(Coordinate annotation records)
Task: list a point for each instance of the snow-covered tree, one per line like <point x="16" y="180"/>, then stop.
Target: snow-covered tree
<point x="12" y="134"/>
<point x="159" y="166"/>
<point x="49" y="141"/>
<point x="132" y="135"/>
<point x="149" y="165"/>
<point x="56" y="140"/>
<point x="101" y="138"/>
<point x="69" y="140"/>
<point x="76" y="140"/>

◆ To do ◆
Count the lines in the listing above that contain the string "covered", treating uppercase and lowercase as different, and reply with only the number.

◆ Exercise output ◆
2